**Task**.
List every line in this data where the string "white" occurs.

[Saved entries]
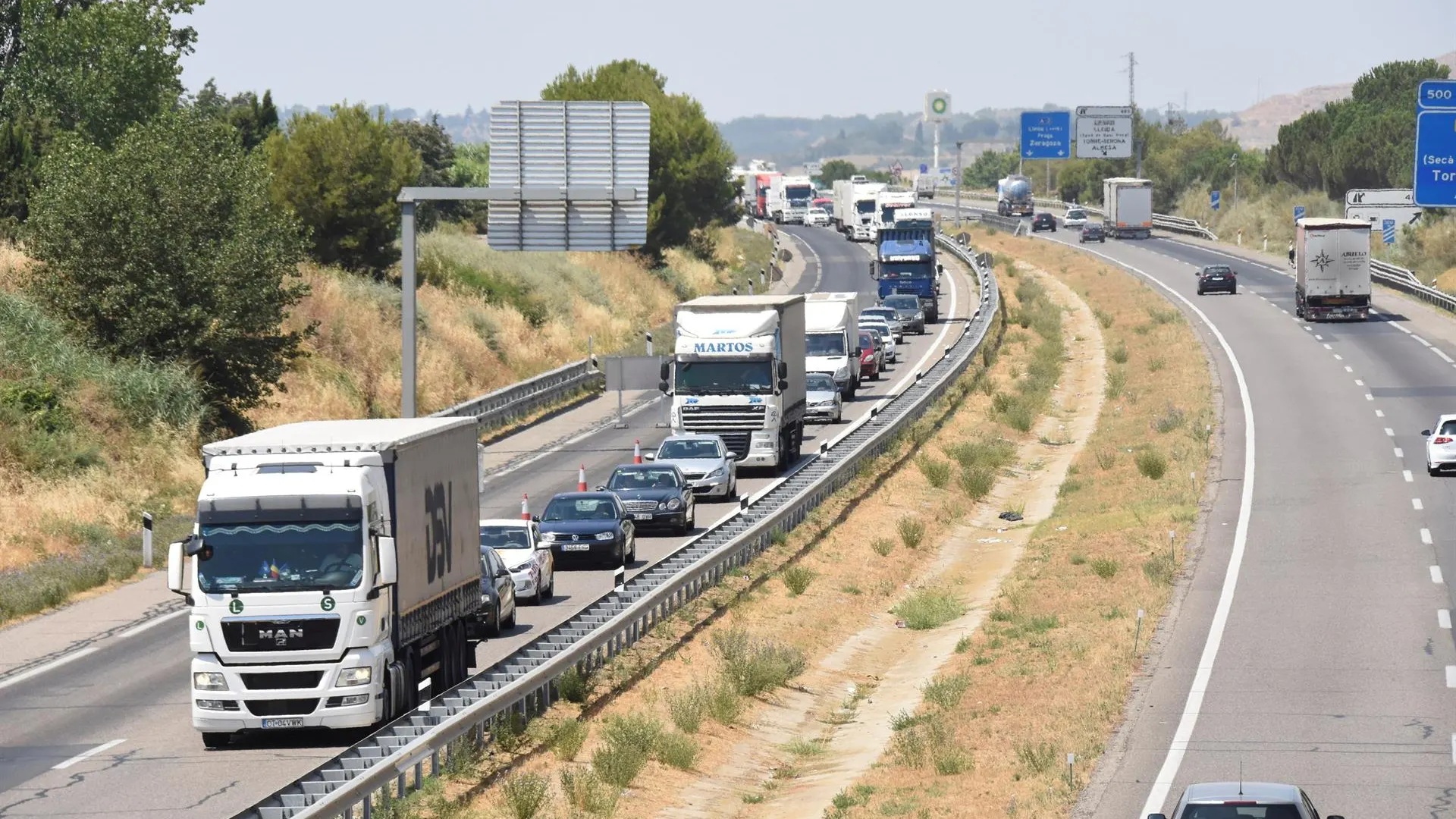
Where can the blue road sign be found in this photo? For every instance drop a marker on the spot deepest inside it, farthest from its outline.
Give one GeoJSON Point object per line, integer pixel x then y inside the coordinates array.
{"type": "Point", "coordinates": [1046, 134]}
{"type": "Point", "coordinates": [1436, 158]}
{"type": "Point", "coordinates": [1436, 95]}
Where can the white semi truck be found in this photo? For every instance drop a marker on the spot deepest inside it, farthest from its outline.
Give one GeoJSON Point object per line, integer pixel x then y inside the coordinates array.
{"type": "Point", "coordinates": [1128, 207]}
{"type": "Point", "coordinates": [1332, 268]}
{"type": "Point", "coordinates": [334, 567]}
{"type": "Point", "coordinates": [832, 337]}
{"type": "Point", "coordinates": [795, 194]}
{"type": "Point", "coordinates": [737, 372]}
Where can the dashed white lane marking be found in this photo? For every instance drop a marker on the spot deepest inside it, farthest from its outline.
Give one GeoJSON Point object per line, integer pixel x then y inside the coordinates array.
{"type": "Point", "coordinates": [115, 742]}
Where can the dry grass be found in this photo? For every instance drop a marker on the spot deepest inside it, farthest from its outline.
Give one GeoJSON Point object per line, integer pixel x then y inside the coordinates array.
{"type": "Point", "coordinates": [1050, 670]}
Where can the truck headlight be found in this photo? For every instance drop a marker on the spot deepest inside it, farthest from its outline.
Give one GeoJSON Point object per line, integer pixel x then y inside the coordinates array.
{"type": "Point", "coordinates": [359, 675]}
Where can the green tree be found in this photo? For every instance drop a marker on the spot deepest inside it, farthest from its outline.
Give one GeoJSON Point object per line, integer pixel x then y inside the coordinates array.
{"type": "Point", "coordinates": [341, 177]}
{"type": "Point", "coordinates": [835, 171]}
{"type": "Point", "coordinates": [689, 181]}
{"type": "Point", "coordinates": [168, 248]}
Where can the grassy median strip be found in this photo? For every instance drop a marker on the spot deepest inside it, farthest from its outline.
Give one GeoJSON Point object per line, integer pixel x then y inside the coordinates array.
{"type": "Point", "coordinates": [1050, 670]}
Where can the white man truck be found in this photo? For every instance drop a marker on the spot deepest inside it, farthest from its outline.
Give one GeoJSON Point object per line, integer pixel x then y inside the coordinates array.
{"type": "Point", "coordinates": [334, 567]}
{"type": "Point", "coordinates": [855, 207]}
{"type": "Point", "coordinates": [1332, 268]}
{"type": "Point", "coordinates": [1128, 207]}
{"type": "Point", "coordinates": [832, 337]}
{"type": "Point", "coordinates": [737, 372]}
{"type": "Point", "coordinates": [794, 197]}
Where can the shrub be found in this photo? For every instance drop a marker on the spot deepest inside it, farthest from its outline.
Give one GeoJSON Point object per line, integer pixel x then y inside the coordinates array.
{"type": "Point", "coordinates": [797, 579]}
{"type": "Point", "coordinates": [929, 608]}
{"type": "Point", "coordinates": [1150, 463]}
{"type": "Point", "coordinates": [526, 795]}
{"type": "Point", "coordinates": [912, 531]}
{"type": "Point", "coordinates": [755, 667]}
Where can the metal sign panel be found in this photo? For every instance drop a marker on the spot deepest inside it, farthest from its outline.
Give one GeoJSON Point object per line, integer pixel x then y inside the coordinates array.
{"type": "Point", "coordinates": [937, 107]}
{"type": "Point", "coordinates": [536, 143]}
{"type": "Point", "coordinates": [1046, 134]}
{"type": "Point", "coordinates": [1436, 159]}
{"type": "Point", "coordinates": [1104, 131]}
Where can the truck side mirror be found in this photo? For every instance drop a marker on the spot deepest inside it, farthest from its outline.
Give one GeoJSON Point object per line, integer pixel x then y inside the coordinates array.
{"type": "Point", "coordinates": [175, 563]}
{"type": "Point", "coordinates": [388, 563]}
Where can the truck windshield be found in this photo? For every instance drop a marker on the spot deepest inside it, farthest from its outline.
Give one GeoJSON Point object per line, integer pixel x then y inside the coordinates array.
{"type": "Point", "coordinates": [724, 378]}
{"type": "Point", "coordinates": [281, 557]}
{"type": "Point", "coordinates": [824, 344]}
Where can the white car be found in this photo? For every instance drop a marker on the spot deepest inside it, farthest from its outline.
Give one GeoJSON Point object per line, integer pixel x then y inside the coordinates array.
{"type": "Point", "coordinates": [1440, 447]}
{"type": "Point", "coordinates": [868, 322]}
{"type": "Point", "coordinates": [526, 557]}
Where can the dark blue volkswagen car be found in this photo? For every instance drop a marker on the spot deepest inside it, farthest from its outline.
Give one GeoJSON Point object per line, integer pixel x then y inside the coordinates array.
{"type": "Point", "coordinates": [655, 494]}
{"type": "Point", "coordinates": [588, 525]}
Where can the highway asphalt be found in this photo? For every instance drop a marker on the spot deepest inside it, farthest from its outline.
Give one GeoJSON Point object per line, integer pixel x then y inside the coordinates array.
{"type": "Point", "coordinates": [1326, 656]}
{"type": "Point", "coordinates": [58, 732]}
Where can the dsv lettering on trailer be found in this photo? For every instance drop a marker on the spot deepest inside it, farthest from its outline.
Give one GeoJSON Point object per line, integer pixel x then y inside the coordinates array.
{"type": "Point", "coordinates": [438, 531]}
{"type": "Point", "coordinates": [723, 347]}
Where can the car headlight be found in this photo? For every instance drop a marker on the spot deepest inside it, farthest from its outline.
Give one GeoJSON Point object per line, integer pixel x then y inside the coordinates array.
{"type": "Point", "coordinates": [359, 675]}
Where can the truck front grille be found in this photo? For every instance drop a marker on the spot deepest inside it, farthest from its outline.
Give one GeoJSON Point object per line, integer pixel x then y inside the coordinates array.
{"type": "Point", "coordinates": [281, 707]}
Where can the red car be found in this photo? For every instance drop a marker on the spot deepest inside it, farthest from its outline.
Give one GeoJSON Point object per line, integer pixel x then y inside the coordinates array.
{"type": "Point", "coordinates": [870, 356]}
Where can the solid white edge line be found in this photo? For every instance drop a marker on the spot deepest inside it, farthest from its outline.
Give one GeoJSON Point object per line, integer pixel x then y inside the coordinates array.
{"type": "Point", "coordinates": [1241, 534]}
{"type": "Point", "coordinates": [88, 754]}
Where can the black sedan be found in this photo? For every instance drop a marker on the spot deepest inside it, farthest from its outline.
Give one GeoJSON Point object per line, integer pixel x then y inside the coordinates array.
{"type": "Point", "coordinates": [588, 525]}
{"type": "Point", "coordinates": [655, 494]}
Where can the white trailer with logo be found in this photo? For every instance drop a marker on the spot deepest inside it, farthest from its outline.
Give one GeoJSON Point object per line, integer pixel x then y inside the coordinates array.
{"type": "Point", "coordinates": [737, 372]}
{"type": "Point", "coordinates": [335, 567]}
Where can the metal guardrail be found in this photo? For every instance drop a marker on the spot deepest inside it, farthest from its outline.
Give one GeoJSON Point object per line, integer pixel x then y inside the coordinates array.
{"type": "Point", "coordinates": [495, 409]}
{"type": "Point", "coordinates": [525, 682]}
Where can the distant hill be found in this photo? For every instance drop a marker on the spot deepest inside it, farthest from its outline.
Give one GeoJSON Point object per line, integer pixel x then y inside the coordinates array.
{"type": "Point", "coordinates": [1258, 124]}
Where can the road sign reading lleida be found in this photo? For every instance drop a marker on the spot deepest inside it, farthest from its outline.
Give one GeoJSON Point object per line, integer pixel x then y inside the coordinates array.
{"type": "Point", "coordinates": [1436, 158]}
{"type": "Point", "coordinates": [1046, 134]}
{"type": "Point", "coordinates": [1104, 131]}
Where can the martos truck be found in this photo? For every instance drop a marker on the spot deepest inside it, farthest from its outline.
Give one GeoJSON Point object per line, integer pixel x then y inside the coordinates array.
{"type": "Point", "coordinates": [1332, 268]}
{"type": "Point", "coordinates": [334, 567]}
{"type": "Point", "coordinates": [832, 335]}
{"type": "Point", "coordinates": [1128, 207]}
{"type": "Point", "coordinates": [737, 371]}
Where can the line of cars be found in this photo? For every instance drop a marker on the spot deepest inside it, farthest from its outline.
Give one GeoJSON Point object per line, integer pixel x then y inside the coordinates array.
{"type": "Point", "coordinates": [519, 557]}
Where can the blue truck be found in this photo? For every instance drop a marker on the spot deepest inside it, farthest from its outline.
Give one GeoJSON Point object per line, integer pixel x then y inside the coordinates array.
{"type": "Point", "coordinates": [905, 260]}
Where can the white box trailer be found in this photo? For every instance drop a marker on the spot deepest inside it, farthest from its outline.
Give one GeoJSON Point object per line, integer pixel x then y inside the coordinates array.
{"type": "Point", "coordinates": [1332, 268]}
{"type": "Point", "coordinates": [1128, 207]}
{"type": "Point", "coordinates": [335, 566]}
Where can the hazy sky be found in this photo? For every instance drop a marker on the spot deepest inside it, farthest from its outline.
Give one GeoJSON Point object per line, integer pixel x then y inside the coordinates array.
{"type": "Point", "coordinates": [808, 58]}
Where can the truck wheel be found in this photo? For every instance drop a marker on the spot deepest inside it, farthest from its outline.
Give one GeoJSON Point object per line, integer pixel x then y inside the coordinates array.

**Solution below**.
Where can the white semi truck be found in this photo? For every instance drop a marker on the spot deepest inside it, farthest from its outline.
Where can the dashed white lane marking be found in this photo? For every instance drop a marker on the spot deepest inside it, farthest from its outline.
Where can the white man truck be found in this photo? For every instance drop a marker on the spot deepest inside it, farthest from its outline.
Where can the white car be found in this photo? For every instance drop a marker on the spot deepest inside it, farthest from its outline.
Where can the solid white edge line be found in this photo? For every instance drop a marker on the spot deepest inside it, farthest from its outline.
Where can the white trailer with logo be found in this photo? For every instance drop a marker on the spot deepest inside it, farthest from its outline.
Where can the white box trailer be found in this photo? For every instance drop a marker on the spot deepest inside it, farthest from its outline.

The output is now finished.